* [文件段落]:
________________________

【大資料】Linux下Storm(0.9版本以上)的環境配置和小Demo

leesf發表於2015-09-08

一、引言:

  在storm釋出到0.9.x以後,配置storm將會變得簡單很多,也就是隻需要配置zookeeper和storm即可,而不再需要配置zeromq和jzmq,由於網上面的storm配置絕大部分都是0.9以前的storm版本,所以有很多工作是不需要進行的,下面就storm的0.9.5版本在linux環境下進行配置進行詳細解析。

  由於配置storm只需要兩個步驟,大大簡化了配置,也是storm團隊做了很大的努力,讓程式設計師們專注於程式,讓storm配置進行異常簡單,好了,廢話說了不少,下面正式開始講解。

 

二、配置zookeeper

  1.開啟shell,可以根據自身的習慣設定下載檔案的位置資訊,使用如下命令進行下載(下載3.4.6版本,此版本位穩定版):

  wget http://mirrors.hust.edu.cn/apache/zookeeper/zookeeper-3.4.6/zookeeper-3.4.6.tar.gz

  2.下載完成後,使用如下命令進行解壓縮:

  tar -zxvf zookeeper-3.4.6.tar.gz

  會出現一個名為zookeeper-3.4.6的資料夾

  3.進入zookeeper-3.4.6的conf資料夾,複製zoo_sample.cfg,重新命名為zoo.cfg

  4.修改zoo.cfg的內容,新增的內容如下: 

  dataDir=/home/leesf/program/zookeeper/data    //(註釋:放置資料資訊)
  dataLogDir=/home/leesf/program/zookeeper/log    //(註釋:放置日誌資訊)

     server.1=127.0.0.1:2888:3888    //(註釋:使用本地模式,如果有多個機器,可以進行配置(server.1=xxx.xxx.xxxx:xxxx:xxxx                     

                    //server.2=xxx.xxx.xxx:xxxx:xxxx ....))

  5.在shell命令列裡進入zookeeper-3.4.6/bin目錄,使用如下命令可以開啟、測試、停止zookeeper服務

  ./zkServer.sh start    //(註釋:開啟服務)

  ./zkServer.sh status    //(註釋:檢視狀態)

  ./zkServer.sh stop    //(停止服務)

  截圖如下:

  

 

三、配置storm

  1.下載storm,使用如下命令下載storm檔案

  wget http://mirrors.hust.edu.cn/apache/storm/apache-storm-0.9.5/apache-storm-0.9.5.tar.gz

  2.進行解壓縮,使用如下命令

  tar -zxvf apache-storm-0.9.5.tar.gz

  解壓縮後出現資料夾apache-storm-0.9.5

  3.修改apache-storm-0.9.5/conf目錄中的storm.yaml檔案

  新增的內容如下: 

  # storm.zookeeper.servers:
  # - "127.0.0.1"

________________________

* [原始資料]:
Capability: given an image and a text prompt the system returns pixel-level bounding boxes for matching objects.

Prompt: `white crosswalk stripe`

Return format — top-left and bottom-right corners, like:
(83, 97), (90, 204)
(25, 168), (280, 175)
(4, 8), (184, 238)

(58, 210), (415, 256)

________________________

請逐字引用這篇Storm配置教學中從「leesf發表於2015-09-08」往下一直到「說了不少,下面正式開始講解。」的全部文字。 以上項目與這篇Storm配置教學並無關聯。

* [任務結果]:
leesf發表於2015-09-08

一、引言:

  在storm釋出到0.9.x以後,配置storm將會變得簡單很多,也就是隻需要配置zookeeper和storm即可,而不再需要配置zeromq和jzmq,由於網上面的storm配置絕大部分都是0.9以前的storm版本,所以有很多工作是不需要進行的,下面就storm的0.9.5版本在linux環境下進行配置進行詳細解析。

  由於配置storm只需要兩個步驟,大大簡化了配置,也是storm團隊做了很大的努力,讓程式設計師們專注於程式,讓storm配置進行異常簡單,好了,廢話說了不少,下面正式開始講解。